• Task goal: Format the data below as a Markdown table with the columns No. and Text, putting each line in its own row numbered in order and leaving out blank lines.

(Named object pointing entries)
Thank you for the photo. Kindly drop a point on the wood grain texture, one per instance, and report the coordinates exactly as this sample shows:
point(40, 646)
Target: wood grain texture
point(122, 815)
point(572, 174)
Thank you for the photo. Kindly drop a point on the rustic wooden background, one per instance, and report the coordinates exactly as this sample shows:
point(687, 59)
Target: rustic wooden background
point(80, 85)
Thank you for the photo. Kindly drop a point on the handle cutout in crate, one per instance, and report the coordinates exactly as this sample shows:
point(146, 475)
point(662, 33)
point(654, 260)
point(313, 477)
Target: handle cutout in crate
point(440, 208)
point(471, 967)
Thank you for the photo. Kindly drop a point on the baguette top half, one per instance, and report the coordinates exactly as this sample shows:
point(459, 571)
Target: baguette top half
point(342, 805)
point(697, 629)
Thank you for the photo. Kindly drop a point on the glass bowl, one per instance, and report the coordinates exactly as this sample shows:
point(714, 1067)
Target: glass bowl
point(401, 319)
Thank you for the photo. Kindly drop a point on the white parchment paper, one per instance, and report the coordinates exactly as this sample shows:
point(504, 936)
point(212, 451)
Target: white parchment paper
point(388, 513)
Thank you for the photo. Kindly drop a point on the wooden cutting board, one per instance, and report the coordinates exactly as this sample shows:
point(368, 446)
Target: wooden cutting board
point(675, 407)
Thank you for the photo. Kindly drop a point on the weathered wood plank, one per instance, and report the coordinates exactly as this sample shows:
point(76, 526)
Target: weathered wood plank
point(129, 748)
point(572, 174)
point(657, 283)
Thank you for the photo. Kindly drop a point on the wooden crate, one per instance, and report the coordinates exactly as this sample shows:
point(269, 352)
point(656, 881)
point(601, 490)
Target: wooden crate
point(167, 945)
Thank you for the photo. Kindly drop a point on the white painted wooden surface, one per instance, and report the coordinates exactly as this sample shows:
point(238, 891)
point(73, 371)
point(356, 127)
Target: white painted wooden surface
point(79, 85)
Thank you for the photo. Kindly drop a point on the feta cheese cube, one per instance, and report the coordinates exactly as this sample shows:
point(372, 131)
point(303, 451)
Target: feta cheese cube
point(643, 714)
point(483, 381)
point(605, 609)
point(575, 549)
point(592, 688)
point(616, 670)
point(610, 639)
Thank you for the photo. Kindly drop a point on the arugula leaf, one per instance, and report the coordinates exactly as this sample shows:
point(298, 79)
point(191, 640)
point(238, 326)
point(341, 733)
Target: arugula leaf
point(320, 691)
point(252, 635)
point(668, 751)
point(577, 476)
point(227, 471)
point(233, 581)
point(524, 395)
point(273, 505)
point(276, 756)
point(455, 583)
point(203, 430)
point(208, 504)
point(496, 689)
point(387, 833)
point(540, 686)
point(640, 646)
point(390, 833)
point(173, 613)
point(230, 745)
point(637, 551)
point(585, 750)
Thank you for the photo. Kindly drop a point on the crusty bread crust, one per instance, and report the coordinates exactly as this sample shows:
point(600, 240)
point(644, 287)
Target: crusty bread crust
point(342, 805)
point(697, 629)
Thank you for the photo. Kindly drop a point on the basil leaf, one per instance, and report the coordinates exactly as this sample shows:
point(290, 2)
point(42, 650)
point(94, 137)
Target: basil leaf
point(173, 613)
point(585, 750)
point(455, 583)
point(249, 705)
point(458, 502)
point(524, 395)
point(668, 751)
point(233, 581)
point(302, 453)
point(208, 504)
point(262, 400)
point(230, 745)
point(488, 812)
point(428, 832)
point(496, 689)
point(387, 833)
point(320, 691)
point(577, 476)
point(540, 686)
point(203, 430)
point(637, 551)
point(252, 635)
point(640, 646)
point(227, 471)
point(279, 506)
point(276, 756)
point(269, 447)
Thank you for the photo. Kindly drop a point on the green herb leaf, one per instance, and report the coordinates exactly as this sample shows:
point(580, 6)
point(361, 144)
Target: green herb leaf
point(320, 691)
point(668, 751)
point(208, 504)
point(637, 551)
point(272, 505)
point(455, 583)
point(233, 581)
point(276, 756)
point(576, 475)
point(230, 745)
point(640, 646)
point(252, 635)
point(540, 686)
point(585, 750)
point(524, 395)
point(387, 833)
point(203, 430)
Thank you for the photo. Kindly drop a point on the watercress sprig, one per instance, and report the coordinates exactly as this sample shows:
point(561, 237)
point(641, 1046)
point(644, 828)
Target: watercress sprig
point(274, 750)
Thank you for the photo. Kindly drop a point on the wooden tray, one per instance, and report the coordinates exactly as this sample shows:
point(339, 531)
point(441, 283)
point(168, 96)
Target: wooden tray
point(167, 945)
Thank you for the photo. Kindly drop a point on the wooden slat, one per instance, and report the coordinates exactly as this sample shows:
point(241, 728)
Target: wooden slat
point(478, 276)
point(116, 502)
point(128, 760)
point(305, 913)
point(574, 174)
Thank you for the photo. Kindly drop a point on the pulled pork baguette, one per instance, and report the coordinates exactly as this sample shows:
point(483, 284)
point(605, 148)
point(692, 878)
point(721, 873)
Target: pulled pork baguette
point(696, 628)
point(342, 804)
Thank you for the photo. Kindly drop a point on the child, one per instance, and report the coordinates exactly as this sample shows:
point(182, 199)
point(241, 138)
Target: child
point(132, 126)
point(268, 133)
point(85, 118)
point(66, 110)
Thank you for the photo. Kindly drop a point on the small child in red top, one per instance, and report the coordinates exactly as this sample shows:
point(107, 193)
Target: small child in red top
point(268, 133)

• Solution for this exercise:
| No. | Text |
|---|---|
| 1 | Thank you for the photo. Kindly drop a point on the wood grain texture, one per instance, and report the coordinates exactly as this sample shows: |
| 2 | point(40, 646) |
| 3 | Target: wood grain texture |
| 4 | point(122, 815) |
| 5 | point(572, 174) |
| 6 | Thank you for the photo. Kindly drop a point on the rustic wooden background, one per instance, and report the coordinates exactly as this sample shows: |
| 7 | point(687, 59) |
| 8 | Target: rustic wooden background |
| 9 | point(80, 85) |
| 10 | Thank you for the photo. Kindly drop a point on the handle cutout in crate, one per instance, and report the coordinates exactly as this sample shows: |
| 11 | point(146, 475) |
| 12 | point(662, 33) |
| 13 | point(654, 260) |
| 14 | point(313, 477) |
| 15 | Target: handle cutout in crate |
| 16 | point(440, 208) |
| 17 | point(471, 967) |
| 18 | Thank you for the photo. Kindly drop a point on the baguette top half, one per instance, and report the coordinates exactly as this sample shows: |
| 19 | point(459, 571) |
| 20 | Target: baguette top half |
| 21 | point(342, 805) |
| 22 | point(697, 629) |
| 23 | Thank you for the photo. Kindly drop a point on the glass bowl, one per instance, and report the coordinates exactly as this sample shows: |
| 24 | point(714, 1067) |
| 25 | Target: glass bowl |
| 26 | point(401, 319) |
| 27 | Thank you for the photo. Kindly drop a point on the white parchment paper, one per instance, and report the coordinates exactly as this sample shows: |
| 28 | point(504, 936) |
| 29 | point(212, 451) |
| 30 | Target: white parchment paper |
| 31 | point(388, 513) |
| 32 | Thank you for the photo. Kindly drop a point on the wooden cutting board, one per instance, and report the coordinates exactly as this sample shows: |
| 33 | point(368, 446) |
| 34 | Target: wooden cutting board |
| 35 | point(675, 407) |
| 36 | Thank you for the photo. Kindly drop a point on the weathered wood plank, one per instance, and report the coordinates exactly as this sample shows: |
| 37 | point(76, 526) |
| 38 | Target: weathered wood plank |
| 39 | point(129, 748) |
| 40 | point(572, 174) |
| 41 | point(657, 283) |
| 42 | Thank you for the photo. Kindly drop a point on the wooden crate, one per instance, and report the coordinates exactly as this sample shows: |
| 43 | point(269, 352) |
| 44 | point(656, 881) |
| 45 | point(601, 490) |
| 46 | Target: wooden crate |
| 47 | point(167, 945) |
| 48 | Thank you for the photo. Kindly drop a point on the white painted wooden surface, one per instance, and report the coordinates exactly as this sample shows: |
| 49 | point(238, 891) |
| 50 | point(73, 371) |
| 51 | point(356, 127) |
| 52 | Target: white painted wooden surface |
| 53 | point(79, 85) |
| 54 | Thank you for the photo. Kindly drop a point on the feta cheese cube, one per instance, and report the coordinates exactly as this sample shows: |
| 55 | point(372, 131) |
| 56 | point(303, 451) |
| 57 | Target: feta cheese cube |
| 58 | point(643, 714) |
| 59 | point(483, 381) |
| 60 | point(605, 609) |
| 61 | point(575, 549) |
| 62 | point(592, 688) |
| 63 | point(616, 670) |
| 64 | point(610, 639) |
| 65 | Thank you for the photo. Kindly drop a point on the arugula leaf, one per instance, and report the coordinates exactly as this sample shows: |
| 66 | point(298, 79) |
| 67 | point(191, 640) |
| 68 | point(238, 326) |
| 69 | point(341, 733) |
| 70 | Target: arugula leaf |
| 71 | point(320, 691) |
| 72 | point(252, 635) |
| 73 | point(668, 751) |
| 74 | point(577, 476) |
| 75 | point(227, 471) |
| 76 | point(233, 581) |
| 77 | point(524, 395) |
| 78 | point(273, 505) |
| 79 | point(276, 756) |
| 80 | point(455, 583) |
| 81 | point(203, 430) |
| 82 | point(208, 504) |
| 83 | point(496, 689) |
| 84 | point(387, 833) |
| 85 | point(540, 686) |
| 86 | point(640, 646) |
| 87 | point(390, 833) |
| 88 | point(173, 613) |
| 89 | point(230, 745) |
| 90 | point(637, 551) |
| 91 | point(585, 750) |
| 92 | Thank you for the photo. Kindly drop a point on the crusty bread crust, one per instance, and report the coordinates exactly as this sample shows: |
| 93 | point(600, 240) |
| 94 | point(644, 287) |
| 95 | Target: crusty bread crust |
| 96 | point(342, 805) |
| 97 | point(697, 629) |
| 98 | Thank you for the photo. Kindly drop a point on the basil leaf, one per instance, and report the coordinates exactly as this sample shows: |
| 99 | point(290, 2) |
| 100 | point(42, 650) |
| 101 | point(94, 137) |
| 102 | Target: basil leaf |
| 103 | point(173, 613) |
| 104 | point(585, 750) |
| 105 | point(455, 583) |
| 106 | point(249, 705) |
| 107 | point(458, 502) |
| 108 | point(524, 395) |
| 109 | point(668, 751) |
| 110 | point(233, 581) |
| 111 | point(302, 453) |
| 112 | point(208, 504) |
| 113 | point(262, 400) |
| 114 | point(230, 745) |
| 115 | point(488, 812) |
| 116 | point(428, 832) |
| 117 | point(496, 689) |
| 118 | point(387, 833) |
| 119 | point(320, 691) |
| 120 | point(577, 476) |
| 121 | point(540, 686) |
| 122 | point(203, 430) |
| 123 | point(637, 551) |
| 124 | point(252, 635) |
| 125 | point(640, 646) |
| 126 | point(227, 471) |
| 127 | point(279, 506) |
| 128 | point(276, 756) |
| 129 | point(269, 447) |
| 130 | Thank you for the photo. Kindly drop a point on the green herb leaf, one per instance, and report the coordinates exactly as this sample shows: |
| 131 | point(580, 6) |
| 132 | point(361, 144) |
| 133 | Target: green herb leaf |
| 134 | point(320, 691) |
| 135 | point(668, 751) |
| 136 | point(208, 504) |
| 137 | point(637, 551) |
| 138 | point(272, 505) |
| 139 | point(455, 583) |
| 140 | point(233, 581) |
| 141 | point(276, 756) |
| 142 | point(576, 475) |
| 143 | point(230, 745) |
| 144 | point(640, 646) |
| 145 | point(252, 635) |
| 146 | point(540, 686) |
| 147 | point(585, 750) |
| 148 | point(524, 395) |
| 149 | point(387, 833) |
| 150 | point(203, 430) |
| 151 | Thank you for the photo. Kindly drop a point on the watercress sprig, one per instance, and report the coordinates exactly as this sample shows: |
| 152 | point(561, 237) |
| 153 | point(641, 1046) |
| 154 | point(644, 828) |
| 155 | Target: watercress sprig |
| 156 | point(274, 750) |
| 157 | Thank you for the photo. Kindly drop a point on the wooden tray, one per instance, and report the coordinates exactly as this sample shows: |
| 158 | point(339, 531) |
| 159 | point(441, 283) |
| 160 | point(168, 96) |
| 161 | Target: wooden tray |
| 162 | point(167, 945) |
| 163 | Thank you for the photo. Kindly drop a point on the wooden slat, one per instance, and report the coordinates exactly as this sample shows: |
| 164 | point(241, 728) |
| 165 | Target: wooden slat |
| 166 | point(478, 276) |
| 167 | point(116, 502) |
| 168 | point(128, 760) |
| 169 | point(305, 913) |
| 170 | point(574, 174) |
| 171 | Thank you for the photo. Kindly drop a point on the pulled pork baguette, one per instance, and report the coordinates exactly as this sample shows: |
| 172 | point(483, 284) |
| 173 | point(605, 148) |
| 174 | point(692, 878) |
| 175 | point(721, 873) |
| 176 | Target: pulled pork baguette |
| 177 | point(696, 628) |
| 178 | point(342, 804) |
| 179 | Thank you for the photo. Kindly drop a point on the child, one per instance, and report the coordinates exactly as this sample shows: |
| 180 | point(182, 199) |
| 181 | point(241, 138) |
| 182 | Target: child |
| 183 | point(132, 126) |
| 184 | point(268, 133) |
| 185 | point(85, 118) |
| 186 | point(66, 110) |
| 187 | Thank you for the photo. Kindly drop a point on the small child in red top, one per instance, and report the coordinates exactly as this sample shows: |
| 188 | point(107, 193) |
| 189 | Target: small child in red top |
| 190 | point(268, 133) |